■ **Task goal**: For the entries that follow, restate word for word the line containing "pixel 23 726", the line containing "Category: white vanity cabinet", and every line that lies between them.

---

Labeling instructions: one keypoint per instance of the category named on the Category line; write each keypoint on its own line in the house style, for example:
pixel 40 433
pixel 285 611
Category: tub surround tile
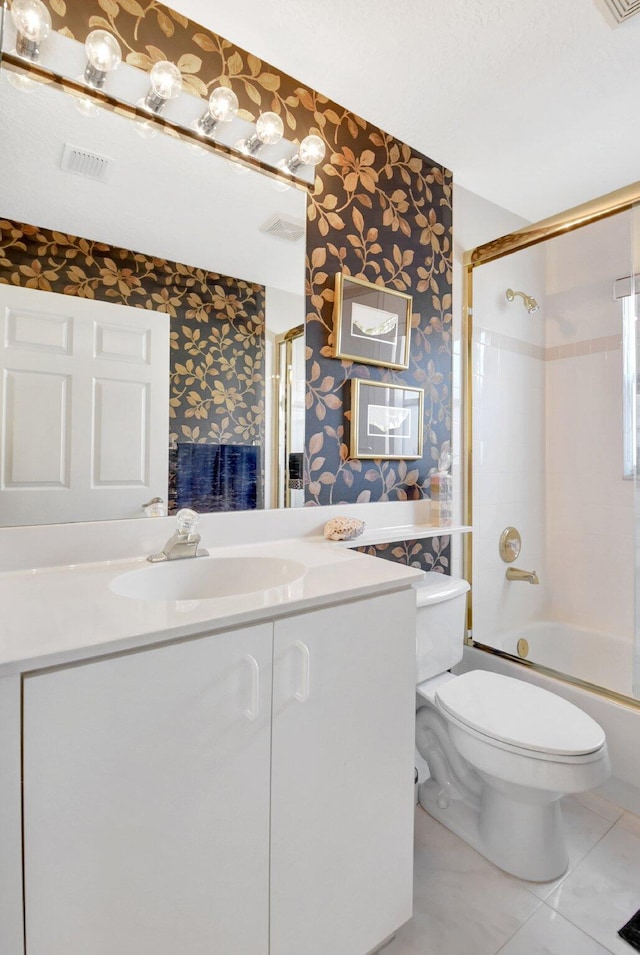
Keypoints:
pixel 548 932
pixel 602 893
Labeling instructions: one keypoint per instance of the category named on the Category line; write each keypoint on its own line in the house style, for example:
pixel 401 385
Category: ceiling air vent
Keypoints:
pixel 290 229
pixel 81 162
pixel 618 11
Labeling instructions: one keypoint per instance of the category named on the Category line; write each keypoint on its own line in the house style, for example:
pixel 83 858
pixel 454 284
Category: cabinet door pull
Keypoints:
pixel 302 695
pixel 251 713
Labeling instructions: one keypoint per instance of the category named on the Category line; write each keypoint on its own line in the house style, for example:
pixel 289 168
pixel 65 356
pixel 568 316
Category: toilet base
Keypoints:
pixel 525 838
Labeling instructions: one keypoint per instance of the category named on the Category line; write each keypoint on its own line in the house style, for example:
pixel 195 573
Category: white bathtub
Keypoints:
pixel 589 655
pixel 620 722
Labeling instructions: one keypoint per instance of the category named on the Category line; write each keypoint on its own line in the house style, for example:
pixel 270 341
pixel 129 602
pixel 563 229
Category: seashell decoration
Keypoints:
pixel 343 528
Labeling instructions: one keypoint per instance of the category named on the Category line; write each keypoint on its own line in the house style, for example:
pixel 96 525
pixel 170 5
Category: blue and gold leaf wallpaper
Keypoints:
pixel 380 211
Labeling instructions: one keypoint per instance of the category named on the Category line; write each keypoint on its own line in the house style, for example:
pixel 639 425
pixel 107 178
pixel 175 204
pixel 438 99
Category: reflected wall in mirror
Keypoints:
pixel 172 203
pixel 378 210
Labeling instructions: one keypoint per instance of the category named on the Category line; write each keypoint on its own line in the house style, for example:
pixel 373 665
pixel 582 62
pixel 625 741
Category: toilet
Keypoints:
pixel 501 752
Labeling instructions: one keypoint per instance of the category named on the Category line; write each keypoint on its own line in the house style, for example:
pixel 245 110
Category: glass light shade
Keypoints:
pixel 269 128
pixel 166 80
pixel 312 150
pixel 31 19
pixel 103 51
pixel 223 104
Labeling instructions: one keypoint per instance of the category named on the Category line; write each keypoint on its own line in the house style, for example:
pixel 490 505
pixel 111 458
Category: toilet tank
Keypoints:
pixel 440 622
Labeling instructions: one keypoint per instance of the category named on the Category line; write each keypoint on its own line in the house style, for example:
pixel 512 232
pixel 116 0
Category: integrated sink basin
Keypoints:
pixel 204 578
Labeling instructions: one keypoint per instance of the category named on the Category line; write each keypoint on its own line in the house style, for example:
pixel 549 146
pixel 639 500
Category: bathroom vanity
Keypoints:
pixel 227 774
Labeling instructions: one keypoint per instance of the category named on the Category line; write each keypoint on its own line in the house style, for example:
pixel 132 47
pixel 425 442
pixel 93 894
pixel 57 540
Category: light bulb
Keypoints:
pixel 269 130
pixel 166 84
pixel 311 151
pixel 104 55
pixel 32 21
pixel 223 107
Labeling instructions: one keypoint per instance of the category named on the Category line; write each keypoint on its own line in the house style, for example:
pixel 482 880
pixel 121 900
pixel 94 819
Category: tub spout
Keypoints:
pixel 529 576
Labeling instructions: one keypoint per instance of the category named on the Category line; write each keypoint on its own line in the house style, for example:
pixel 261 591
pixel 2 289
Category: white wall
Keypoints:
pixel 508 398
pixel 590 527
pixel 475 221
pixel 547 450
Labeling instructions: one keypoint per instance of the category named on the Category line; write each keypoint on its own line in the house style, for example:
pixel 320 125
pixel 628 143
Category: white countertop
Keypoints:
pixel 57 615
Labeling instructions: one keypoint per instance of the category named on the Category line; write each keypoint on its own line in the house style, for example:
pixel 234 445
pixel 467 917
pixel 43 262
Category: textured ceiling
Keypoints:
pixel 531 103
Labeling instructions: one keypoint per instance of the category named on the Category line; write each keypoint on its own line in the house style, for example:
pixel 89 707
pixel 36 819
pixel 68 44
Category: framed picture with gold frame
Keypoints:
pixel 386 420
pixel 371 323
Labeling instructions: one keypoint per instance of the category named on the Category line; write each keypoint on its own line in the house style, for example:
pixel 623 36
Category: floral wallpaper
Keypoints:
pixel 217 366
pixel 380 211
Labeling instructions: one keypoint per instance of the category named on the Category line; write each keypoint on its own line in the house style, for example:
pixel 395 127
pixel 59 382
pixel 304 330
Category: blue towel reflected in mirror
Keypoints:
pixel 211 477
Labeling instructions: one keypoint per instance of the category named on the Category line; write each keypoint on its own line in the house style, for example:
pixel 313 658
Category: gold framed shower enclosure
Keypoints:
pixel 603 207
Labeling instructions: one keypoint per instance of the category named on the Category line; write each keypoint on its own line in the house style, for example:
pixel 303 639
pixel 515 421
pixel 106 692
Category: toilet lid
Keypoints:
pixel 519 713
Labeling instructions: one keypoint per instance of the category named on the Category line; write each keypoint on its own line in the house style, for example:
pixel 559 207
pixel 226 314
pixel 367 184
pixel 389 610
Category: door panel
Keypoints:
pixel 84 406
pixel 342 777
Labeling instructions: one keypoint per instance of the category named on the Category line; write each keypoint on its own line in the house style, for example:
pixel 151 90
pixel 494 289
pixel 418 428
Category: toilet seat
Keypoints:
pixel 520 717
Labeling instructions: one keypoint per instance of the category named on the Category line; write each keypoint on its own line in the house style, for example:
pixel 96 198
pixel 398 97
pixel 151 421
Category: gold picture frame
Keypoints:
pixel 386 421
pixel 371 323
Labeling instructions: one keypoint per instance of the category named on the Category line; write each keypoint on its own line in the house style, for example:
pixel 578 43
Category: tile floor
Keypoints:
pixel 464 905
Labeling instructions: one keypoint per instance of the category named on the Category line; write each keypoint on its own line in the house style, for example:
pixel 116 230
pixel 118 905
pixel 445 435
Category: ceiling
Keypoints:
pixel 162 197
pixel 531 103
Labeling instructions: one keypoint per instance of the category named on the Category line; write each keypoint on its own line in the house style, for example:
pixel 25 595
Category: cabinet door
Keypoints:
pixel 342 777
pixel 146 801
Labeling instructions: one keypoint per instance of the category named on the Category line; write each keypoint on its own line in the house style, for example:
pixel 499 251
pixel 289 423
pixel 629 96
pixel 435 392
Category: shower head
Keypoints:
pixel 529 301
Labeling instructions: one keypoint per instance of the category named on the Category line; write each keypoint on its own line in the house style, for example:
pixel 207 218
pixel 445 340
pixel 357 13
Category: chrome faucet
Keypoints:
pixel 184 541
pixel 529 576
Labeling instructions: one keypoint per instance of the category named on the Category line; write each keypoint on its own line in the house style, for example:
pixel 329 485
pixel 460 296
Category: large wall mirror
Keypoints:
pixel 87 430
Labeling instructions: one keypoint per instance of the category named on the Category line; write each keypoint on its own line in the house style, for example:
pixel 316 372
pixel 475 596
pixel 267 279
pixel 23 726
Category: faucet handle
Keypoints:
pixel 187 520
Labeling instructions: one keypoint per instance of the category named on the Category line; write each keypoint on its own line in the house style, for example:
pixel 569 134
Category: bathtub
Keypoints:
pixel 619 720
pixel 588 655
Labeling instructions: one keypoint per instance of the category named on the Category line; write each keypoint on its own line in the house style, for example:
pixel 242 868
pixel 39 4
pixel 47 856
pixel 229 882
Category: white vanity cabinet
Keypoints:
pixel 342 777
pixel 146 801
pixel 173 803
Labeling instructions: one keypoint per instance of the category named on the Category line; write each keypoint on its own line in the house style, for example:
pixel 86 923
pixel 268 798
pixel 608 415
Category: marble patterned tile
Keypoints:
pixel 603 891
pixel 462 903
pixel 630 822
pixel 583 829
pixel 548 933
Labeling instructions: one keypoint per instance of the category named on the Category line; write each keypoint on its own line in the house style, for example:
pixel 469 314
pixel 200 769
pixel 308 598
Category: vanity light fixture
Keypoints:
pixel 166 84
pixel 311 151
pixel 103 56
pixel 269 130
pixel 32 21
pixel 223 107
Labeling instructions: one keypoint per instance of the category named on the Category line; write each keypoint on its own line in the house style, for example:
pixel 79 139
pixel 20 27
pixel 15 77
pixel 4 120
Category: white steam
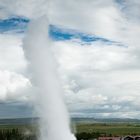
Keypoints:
pixel 54 122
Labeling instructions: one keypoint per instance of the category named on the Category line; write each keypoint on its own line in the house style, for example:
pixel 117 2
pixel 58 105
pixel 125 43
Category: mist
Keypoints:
pixel 49 104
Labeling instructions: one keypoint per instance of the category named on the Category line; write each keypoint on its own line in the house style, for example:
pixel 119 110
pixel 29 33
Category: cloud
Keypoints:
pixel 13 86
pixel 98 79
pixel 11 54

---

■ **Answer to this exercise**:
pixel 23 726
Category: faucet handle
Keypoints:
pixel 187 520
Labeling instructions: one keypoint per instance of the category named on the Category line; write each keypoint on its own line in the house style, for example:
pixel 569 134
Category: bathtub
Keypoints:
pixel 619 720
pixel 588 655
Labeling instructions: one keypoint per instance of the category named on the Category line; write each keypoint on its own line in the house style, for example:
pixel 242 868
pixel 39 4
pixel 47 856
pixel 229 882
Category: white vanity cabinet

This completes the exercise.